> [The task]:
Reproduce each line of the listing below that contains the word "excavator", keeping the lines in their original order.

> [Material shown]:
───
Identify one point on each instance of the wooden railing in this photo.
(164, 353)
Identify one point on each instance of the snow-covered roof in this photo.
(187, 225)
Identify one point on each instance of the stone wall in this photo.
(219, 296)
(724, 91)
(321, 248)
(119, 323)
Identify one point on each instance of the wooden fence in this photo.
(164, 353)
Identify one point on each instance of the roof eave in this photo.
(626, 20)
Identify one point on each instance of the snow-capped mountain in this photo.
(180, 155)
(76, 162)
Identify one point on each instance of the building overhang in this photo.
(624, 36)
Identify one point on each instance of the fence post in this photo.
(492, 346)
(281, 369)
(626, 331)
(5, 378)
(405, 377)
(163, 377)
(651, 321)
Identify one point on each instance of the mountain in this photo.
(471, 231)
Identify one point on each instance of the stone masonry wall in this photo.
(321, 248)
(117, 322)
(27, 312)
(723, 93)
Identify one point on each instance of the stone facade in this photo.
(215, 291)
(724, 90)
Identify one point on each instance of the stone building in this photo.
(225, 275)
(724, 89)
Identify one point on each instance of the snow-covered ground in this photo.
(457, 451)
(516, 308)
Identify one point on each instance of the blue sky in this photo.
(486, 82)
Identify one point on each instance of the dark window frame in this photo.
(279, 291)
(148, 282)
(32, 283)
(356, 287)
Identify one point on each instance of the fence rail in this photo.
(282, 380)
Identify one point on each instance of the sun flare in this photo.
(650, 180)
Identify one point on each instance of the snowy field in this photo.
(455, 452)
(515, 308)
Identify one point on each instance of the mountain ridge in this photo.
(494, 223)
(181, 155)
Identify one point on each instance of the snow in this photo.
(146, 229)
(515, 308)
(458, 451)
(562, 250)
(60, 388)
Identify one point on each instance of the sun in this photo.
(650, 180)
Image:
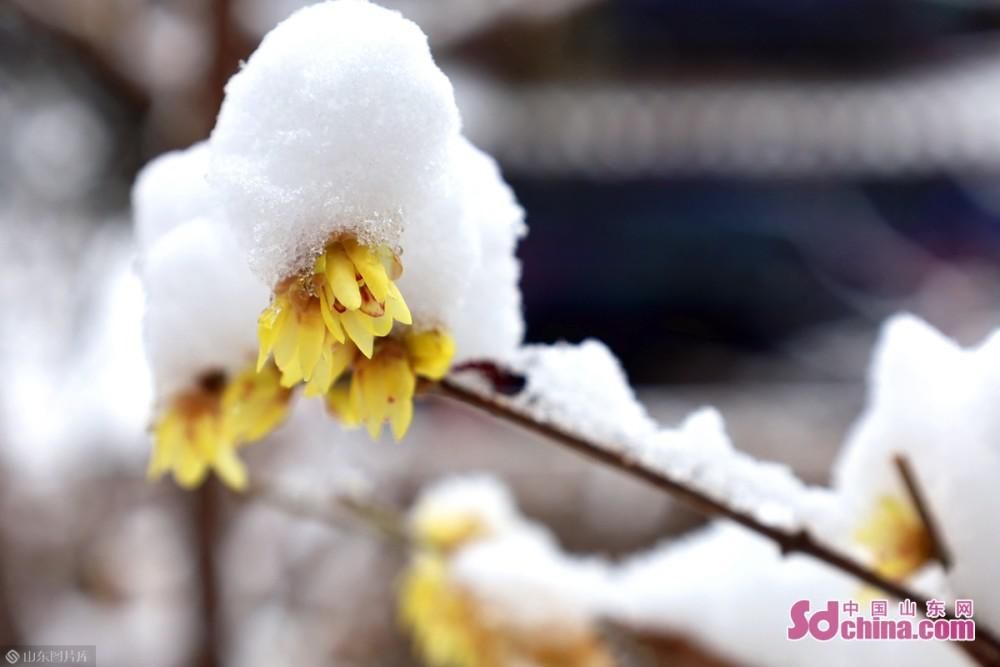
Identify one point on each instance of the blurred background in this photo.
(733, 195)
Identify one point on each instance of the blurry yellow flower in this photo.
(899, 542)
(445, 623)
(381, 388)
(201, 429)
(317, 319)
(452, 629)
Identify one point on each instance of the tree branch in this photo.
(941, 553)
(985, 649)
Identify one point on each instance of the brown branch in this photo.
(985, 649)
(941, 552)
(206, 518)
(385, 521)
───
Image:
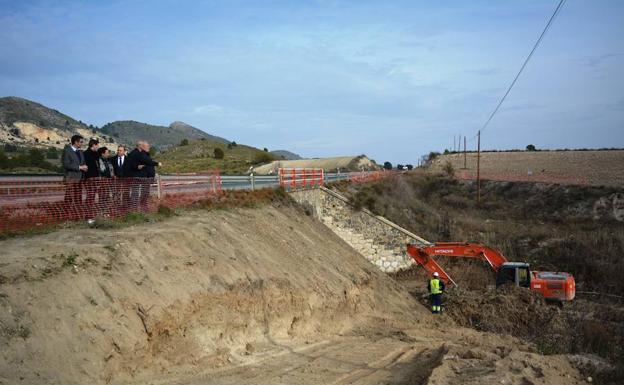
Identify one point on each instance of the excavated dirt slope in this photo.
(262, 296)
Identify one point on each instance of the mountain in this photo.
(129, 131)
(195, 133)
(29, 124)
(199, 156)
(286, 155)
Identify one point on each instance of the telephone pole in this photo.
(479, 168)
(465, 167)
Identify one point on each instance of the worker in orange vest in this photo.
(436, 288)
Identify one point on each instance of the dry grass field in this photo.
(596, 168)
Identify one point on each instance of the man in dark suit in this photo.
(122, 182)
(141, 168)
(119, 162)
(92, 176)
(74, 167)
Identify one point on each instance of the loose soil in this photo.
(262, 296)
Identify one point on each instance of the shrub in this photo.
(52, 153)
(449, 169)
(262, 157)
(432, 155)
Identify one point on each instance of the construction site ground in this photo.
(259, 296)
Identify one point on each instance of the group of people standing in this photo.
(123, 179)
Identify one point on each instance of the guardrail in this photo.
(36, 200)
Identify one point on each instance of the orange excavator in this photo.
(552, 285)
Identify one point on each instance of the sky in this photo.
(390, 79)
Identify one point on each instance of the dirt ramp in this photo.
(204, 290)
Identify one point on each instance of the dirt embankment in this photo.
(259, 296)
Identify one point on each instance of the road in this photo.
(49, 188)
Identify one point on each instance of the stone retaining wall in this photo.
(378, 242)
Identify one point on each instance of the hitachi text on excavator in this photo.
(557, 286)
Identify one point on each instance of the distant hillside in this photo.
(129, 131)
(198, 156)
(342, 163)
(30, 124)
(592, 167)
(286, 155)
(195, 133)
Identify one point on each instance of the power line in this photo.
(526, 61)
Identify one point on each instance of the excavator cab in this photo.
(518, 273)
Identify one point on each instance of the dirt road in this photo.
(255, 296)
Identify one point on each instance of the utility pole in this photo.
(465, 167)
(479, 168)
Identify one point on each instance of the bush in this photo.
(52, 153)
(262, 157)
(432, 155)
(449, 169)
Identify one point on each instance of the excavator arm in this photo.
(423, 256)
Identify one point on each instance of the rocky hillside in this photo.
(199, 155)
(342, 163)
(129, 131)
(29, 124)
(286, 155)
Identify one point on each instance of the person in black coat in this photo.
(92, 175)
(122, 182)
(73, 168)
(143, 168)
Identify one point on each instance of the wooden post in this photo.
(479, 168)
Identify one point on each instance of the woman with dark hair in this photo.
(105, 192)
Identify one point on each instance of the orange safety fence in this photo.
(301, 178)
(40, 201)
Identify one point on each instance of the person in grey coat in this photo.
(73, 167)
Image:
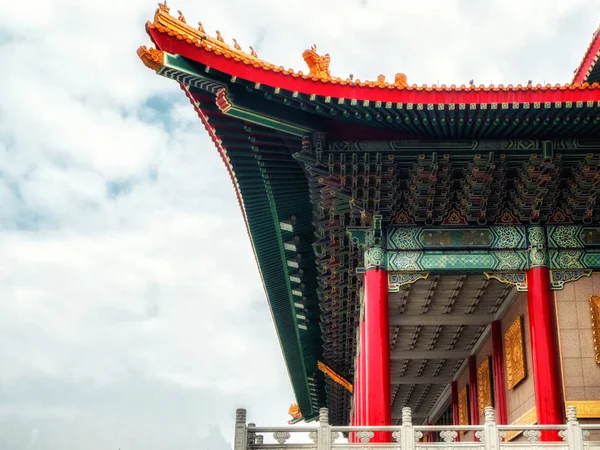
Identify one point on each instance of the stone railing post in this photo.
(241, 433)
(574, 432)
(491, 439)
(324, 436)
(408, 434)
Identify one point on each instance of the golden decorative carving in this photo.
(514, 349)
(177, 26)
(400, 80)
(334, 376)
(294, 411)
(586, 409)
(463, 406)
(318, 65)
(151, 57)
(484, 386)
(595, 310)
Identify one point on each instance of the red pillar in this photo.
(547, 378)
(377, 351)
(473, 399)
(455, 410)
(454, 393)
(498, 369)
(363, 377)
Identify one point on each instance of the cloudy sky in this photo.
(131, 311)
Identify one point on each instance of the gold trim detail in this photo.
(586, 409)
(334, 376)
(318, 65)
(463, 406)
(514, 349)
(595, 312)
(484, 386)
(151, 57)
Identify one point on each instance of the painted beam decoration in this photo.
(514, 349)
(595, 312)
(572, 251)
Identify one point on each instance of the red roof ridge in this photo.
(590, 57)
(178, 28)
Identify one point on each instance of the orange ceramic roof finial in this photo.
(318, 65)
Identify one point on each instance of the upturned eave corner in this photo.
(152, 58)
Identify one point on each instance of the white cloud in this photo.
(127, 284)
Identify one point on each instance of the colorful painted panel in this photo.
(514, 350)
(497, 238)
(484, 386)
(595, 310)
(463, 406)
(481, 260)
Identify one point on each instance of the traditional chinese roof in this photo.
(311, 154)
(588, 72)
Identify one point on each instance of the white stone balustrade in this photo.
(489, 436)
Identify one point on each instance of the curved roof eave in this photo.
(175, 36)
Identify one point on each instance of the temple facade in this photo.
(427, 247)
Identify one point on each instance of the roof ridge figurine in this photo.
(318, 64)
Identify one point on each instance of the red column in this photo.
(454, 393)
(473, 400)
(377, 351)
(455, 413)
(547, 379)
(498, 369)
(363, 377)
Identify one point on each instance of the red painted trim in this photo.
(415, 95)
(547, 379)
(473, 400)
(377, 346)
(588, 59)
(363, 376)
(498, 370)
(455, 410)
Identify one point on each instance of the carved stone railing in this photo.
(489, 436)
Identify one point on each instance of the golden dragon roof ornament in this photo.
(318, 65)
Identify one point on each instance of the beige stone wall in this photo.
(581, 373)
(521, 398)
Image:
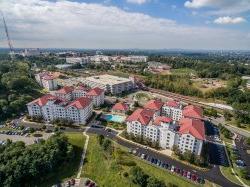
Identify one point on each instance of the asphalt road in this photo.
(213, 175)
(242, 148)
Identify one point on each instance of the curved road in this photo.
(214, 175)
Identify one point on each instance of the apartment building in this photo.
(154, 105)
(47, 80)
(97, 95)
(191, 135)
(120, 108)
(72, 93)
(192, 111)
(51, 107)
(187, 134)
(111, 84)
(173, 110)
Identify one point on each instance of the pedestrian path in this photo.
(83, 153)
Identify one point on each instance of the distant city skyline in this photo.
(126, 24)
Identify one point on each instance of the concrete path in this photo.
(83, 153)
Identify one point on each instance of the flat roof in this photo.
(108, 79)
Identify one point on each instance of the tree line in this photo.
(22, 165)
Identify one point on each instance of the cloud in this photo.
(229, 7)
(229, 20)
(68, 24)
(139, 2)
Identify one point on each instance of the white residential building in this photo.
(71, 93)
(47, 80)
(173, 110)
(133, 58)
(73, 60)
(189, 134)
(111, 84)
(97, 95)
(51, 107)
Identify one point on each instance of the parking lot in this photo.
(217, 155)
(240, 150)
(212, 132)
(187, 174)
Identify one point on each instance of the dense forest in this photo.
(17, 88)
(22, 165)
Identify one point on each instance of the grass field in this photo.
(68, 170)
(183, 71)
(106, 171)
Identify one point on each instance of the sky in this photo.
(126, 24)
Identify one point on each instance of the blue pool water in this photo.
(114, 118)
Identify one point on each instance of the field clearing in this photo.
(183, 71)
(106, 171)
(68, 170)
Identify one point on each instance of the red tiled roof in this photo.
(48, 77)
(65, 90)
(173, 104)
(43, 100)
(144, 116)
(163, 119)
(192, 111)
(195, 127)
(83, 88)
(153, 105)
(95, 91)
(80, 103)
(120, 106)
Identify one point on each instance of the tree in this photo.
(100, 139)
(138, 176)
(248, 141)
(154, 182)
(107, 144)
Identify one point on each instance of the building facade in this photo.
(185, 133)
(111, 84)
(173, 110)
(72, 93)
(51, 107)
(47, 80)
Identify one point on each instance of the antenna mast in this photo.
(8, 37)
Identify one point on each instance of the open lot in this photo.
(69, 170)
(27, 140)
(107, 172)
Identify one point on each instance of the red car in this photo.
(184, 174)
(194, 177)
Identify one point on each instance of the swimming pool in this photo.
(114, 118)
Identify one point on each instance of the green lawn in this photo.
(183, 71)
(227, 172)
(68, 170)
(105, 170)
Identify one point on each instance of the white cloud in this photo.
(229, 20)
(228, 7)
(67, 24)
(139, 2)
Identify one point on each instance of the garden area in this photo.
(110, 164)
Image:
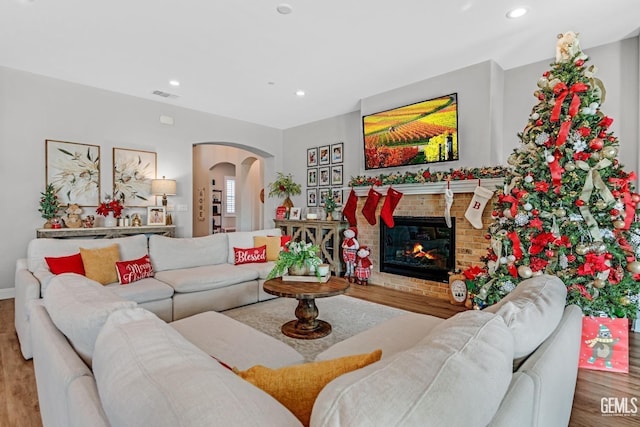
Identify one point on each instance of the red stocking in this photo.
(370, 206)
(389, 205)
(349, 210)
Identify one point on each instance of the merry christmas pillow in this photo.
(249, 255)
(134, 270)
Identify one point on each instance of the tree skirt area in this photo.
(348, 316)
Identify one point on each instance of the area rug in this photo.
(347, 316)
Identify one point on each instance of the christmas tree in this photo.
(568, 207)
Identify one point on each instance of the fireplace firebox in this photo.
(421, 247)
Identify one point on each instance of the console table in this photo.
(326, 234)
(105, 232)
───
> [The result]:
Identify one point on each instance of the orange excavator in this photo.
Identify one point on each instance of the hitachi text on excavator in this photo.
Identify one point on each instance of the excavator cab in this photo.
Identify one point on each instance of the excavator arm in this photo.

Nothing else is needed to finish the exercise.